§ Prompt:
Could you filter the records below down to the lines that include the word "green"?

§ Material provided:
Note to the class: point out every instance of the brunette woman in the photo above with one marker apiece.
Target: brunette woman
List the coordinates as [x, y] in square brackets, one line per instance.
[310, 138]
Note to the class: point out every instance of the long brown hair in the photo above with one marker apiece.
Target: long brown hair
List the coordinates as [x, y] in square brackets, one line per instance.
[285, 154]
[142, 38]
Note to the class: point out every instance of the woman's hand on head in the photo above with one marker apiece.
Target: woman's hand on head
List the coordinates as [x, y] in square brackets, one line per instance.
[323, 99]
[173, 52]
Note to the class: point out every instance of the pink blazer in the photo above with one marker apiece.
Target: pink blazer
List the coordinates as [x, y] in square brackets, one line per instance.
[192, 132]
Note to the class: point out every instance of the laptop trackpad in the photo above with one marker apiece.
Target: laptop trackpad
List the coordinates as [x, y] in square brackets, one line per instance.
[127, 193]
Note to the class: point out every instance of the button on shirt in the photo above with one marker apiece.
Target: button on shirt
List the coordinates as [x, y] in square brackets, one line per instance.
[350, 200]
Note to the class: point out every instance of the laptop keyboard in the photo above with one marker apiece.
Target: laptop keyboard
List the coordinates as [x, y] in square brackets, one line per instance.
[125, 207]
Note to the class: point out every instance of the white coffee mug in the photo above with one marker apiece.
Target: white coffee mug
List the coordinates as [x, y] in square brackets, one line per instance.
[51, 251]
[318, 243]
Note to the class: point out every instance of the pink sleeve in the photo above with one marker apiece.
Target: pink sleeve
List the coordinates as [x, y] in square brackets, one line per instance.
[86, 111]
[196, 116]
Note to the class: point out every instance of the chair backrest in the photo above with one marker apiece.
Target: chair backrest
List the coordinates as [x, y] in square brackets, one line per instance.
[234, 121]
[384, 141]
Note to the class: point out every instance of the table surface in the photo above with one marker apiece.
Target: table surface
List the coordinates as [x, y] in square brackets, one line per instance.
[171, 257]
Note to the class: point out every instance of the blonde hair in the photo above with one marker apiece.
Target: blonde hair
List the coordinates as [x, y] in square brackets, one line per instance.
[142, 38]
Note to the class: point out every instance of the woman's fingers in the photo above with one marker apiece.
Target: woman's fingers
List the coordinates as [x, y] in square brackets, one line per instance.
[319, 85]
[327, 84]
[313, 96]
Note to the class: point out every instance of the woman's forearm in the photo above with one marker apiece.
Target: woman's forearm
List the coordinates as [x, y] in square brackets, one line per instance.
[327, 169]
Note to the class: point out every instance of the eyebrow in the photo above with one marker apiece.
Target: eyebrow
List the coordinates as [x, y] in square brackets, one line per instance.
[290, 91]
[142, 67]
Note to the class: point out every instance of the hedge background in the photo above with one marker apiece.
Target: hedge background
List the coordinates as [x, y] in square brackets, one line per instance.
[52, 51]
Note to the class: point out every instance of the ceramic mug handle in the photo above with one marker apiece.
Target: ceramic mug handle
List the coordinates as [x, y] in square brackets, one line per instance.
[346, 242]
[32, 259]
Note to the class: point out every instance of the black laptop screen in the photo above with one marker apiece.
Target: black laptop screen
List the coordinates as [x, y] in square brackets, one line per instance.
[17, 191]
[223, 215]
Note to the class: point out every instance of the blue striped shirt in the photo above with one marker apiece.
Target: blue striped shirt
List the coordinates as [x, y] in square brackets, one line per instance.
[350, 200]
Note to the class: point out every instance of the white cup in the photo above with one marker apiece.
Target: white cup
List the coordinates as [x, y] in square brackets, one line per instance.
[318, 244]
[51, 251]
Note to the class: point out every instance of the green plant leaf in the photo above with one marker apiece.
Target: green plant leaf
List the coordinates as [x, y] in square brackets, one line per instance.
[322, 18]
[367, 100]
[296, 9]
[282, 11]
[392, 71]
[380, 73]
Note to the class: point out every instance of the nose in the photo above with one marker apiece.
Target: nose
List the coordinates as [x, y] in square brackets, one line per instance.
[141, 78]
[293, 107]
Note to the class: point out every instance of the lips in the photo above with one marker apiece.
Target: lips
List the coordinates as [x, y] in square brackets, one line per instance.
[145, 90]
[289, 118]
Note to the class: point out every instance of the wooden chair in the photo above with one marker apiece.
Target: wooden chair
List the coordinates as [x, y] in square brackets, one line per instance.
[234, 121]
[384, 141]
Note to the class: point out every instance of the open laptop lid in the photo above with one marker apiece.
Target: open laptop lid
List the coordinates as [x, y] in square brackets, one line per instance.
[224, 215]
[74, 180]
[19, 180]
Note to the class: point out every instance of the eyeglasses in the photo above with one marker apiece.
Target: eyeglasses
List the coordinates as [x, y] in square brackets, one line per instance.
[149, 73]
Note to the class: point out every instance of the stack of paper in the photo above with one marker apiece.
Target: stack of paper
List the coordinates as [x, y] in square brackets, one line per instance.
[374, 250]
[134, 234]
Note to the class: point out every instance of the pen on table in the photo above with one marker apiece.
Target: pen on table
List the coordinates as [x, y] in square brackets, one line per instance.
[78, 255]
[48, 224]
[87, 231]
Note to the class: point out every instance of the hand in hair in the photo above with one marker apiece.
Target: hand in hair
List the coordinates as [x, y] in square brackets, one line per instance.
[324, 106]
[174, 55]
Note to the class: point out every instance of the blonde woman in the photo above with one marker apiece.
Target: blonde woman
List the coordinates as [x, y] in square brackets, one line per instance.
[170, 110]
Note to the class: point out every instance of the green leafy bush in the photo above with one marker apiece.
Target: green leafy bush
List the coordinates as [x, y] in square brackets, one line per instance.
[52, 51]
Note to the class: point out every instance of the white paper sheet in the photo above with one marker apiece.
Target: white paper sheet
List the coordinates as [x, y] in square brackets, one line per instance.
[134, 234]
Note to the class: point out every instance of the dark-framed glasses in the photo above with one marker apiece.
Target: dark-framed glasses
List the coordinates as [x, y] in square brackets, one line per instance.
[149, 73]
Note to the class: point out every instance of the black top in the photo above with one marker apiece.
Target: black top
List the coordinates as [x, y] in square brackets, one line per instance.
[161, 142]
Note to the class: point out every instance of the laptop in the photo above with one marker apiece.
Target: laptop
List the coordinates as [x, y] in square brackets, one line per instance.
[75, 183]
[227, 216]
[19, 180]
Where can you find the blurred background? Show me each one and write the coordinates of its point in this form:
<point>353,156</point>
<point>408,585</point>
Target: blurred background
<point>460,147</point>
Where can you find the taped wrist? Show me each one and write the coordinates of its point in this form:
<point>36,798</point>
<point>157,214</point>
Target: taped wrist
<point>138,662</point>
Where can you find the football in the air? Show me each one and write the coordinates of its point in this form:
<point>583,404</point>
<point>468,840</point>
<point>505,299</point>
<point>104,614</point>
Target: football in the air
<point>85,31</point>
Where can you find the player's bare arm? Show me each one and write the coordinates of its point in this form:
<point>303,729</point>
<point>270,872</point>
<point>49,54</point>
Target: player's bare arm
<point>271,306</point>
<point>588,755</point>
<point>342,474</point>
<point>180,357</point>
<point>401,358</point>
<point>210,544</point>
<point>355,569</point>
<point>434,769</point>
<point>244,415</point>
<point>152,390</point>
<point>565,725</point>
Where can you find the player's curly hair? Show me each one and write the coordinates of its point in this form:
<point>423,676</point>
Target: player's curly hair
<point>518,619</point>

§ Response to the task:
Note to the class: point out every instance of the green plant leaf in the photo above with one marker apiece.
Target: green plant leaf
Note to the class: point out every instance of the green leafy bush in the photo above with one marker apiece.
Target: green leafy bush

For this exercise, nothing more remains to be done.